What is required
Each line from the one containing "Annotation task — point out every instance of the snow-covered" through the end of the entries below should be transcribed exactly, and no other line.

Recorded information
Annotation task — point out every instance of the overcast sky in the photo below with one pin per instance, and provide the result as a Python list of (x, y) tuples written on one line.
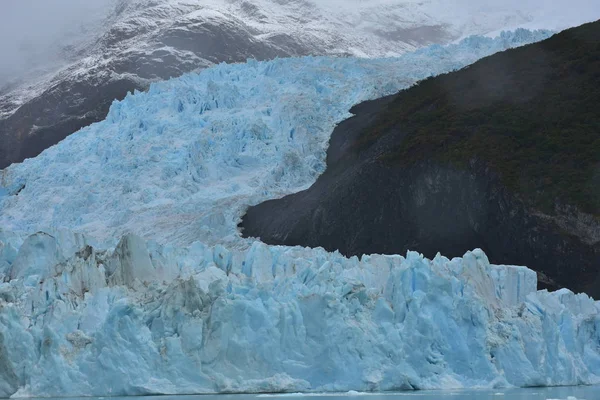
[(31, 29)]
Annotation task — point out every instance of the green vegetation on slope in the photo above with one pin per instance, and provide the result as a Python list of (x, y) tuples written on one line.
[(532, 114)]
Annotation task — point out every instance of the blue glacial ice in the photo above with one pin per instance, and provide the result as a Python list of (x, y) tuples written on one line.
[(183, 161), (141, 318), (167, 298)]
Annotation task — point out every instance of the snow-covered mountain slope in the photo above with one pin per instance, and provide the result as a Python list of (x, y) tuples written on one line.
[(140, 318), (147, 40), (181, 162)]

Exercise answer
Annotation task — point out every instance of the snow-covered mountain slope in the photo above with one pin per instance, and provide the result as a Python list of (x, y) tuples written on one line.
[(140, 318), (147, 40), (181, 162)]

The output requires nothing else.